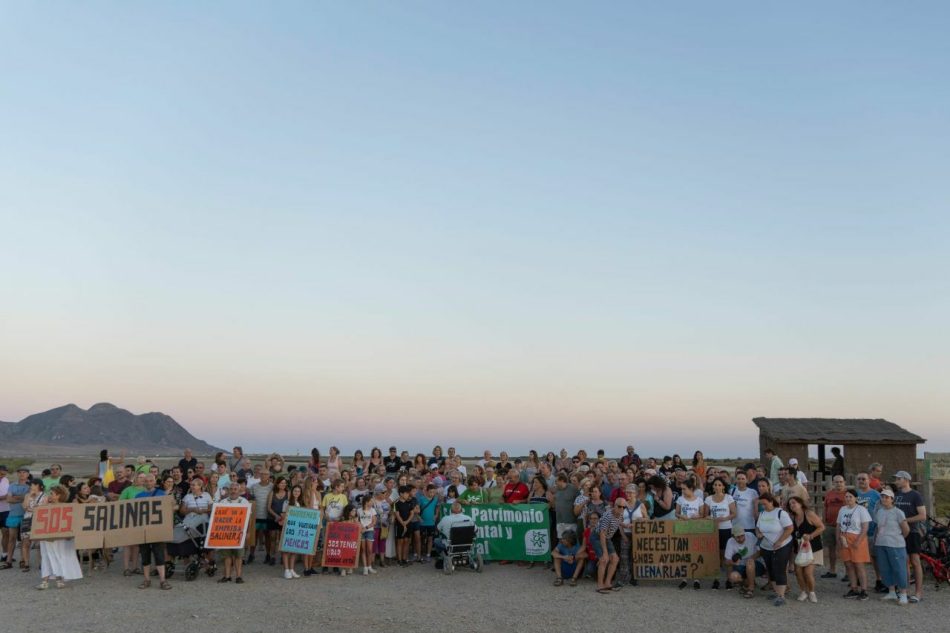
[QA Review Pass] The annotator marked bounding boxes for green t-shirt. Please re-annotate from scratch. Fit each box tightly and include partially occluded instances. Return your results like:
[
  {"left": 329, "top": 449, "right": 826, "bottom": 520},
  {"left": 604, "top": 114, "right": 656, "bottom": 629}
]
[{"left": 119, "top": 486, "right": 145, "bottom": 501}]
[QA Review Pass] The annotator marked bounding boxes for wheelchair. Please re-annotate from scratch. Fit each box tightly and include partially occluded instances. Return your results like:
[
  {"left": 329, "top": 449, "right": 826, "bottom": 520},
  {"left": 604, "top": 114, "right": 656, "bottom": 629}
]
[{"left": 436, "top": 525, "right": 485, "bottom": 575}]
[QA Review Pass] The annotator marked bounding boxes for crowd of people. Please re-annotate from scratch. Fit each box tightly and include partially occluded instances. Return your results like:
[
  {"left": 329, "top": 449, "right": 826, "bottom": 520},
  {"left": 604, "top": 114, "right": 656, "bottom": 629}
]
[{"left": 0, "top": 446, "right": 927, "bottom": 606}]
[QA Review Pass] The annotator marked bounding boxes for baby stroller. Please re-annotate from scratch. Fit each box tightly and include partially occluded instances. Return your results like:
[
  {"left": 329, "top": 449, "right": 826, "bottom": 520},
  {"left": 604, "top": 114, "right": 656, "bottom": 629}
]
[
  {"left": 436, "top": 525, "right": 485, "bottom": 574},
  {"left": 165, "top": 514, "right": 218, "bottom": 581}
]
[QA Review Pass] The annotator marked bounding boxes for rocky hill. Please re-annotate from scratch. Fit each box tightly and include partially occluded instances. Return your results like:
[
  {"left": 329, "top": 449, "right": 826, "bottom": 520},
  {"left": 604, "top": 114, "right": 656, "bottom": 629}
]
[{"left": 0, "top": 403, "right": 219, "bottom": 455}]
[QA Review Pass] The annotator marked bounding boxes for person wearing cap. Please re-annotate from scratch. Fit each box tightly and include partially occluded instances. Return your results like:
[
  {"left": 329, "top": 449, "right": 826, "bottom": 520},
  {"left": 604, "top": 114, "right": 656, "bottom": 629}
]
[
  {"left": 894, "top": 470, "right": 927, "bottom": 603},
  {"left": 874, "top": 488, "right": 920, "bottom": 605},
  {"left": 723, "top": 523, "right": 767, "bottom": 598},
  {"left": 788, "top": 457, "right": 808, "bottom": 486}
]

● ● ●

§ **EXERCISE OBJECTIVE**: Pull out each line of the material above that contains the word "wheelchair". Case counts.

§ **CORRECT RESPONSE**:
[QA Review Pass] The annotator marked bounding boxes for wheelchair. Please re-annotate from scratch. Fit each box tightly and include partially occluded instances. Return your results like:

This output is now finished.